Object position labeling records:

########

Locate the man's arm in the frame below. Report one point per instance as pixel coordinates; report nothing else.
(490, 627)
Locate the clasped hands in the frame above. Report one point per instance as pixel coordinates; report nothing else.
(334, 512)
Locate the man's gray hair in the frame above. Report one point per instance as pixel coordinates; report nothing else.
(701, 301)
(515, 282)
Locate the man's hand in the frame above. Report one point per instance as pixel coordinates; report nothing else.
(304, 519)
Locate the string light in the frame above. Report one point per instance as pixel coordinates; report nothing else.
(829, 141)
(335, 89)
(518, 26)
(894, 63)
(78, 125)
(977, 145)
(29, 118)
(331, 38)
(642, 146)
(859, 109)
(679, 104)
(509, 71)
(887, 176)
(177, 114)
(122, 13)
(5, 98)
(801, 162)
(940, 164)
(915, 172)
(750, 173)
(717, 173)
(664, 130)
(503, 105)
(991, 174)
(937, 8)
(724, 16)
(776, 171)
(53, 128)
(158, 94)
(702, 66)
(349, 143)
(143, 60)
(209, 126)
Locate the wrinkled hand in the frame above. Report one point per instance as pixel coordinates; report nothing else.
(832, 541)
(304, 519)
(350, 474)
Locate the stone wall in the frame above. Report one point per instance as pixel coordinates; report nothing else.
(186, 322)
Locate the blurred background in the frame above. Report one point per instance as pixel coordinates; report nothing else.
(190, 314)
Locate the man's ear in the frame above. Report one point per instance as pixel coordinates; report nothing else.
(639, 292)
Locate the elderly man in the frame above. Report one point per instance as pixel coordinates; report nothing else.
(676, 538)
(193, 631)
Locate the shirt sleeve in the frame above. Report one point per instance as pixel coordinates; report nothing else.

########

> [Prompt] Starting at the line containing "Locate the blurred" and continuing through the end of the records, write out those lines again, requests included. In the answers, scale each point coordinate by 0.35 and round to the nearest whole number, with halves rounding up.

> [Solution]
Locate the blurred background in the frame above. Report one point per instance as pixel coordinates; report nothing else.
(67, 110)
Locate the man's ear in the frame above. Report one point per instance as pixel coordinates; report nothing else.
(224, 102)
Locate the elderly man in the frame above. Report one point per instance as pixel coordinates; report nothing else.
(237, 188)
(68, 221)
Locate the shirt sleeve in the frame above. Report one point per instance as pixel coordinates; report nothing else.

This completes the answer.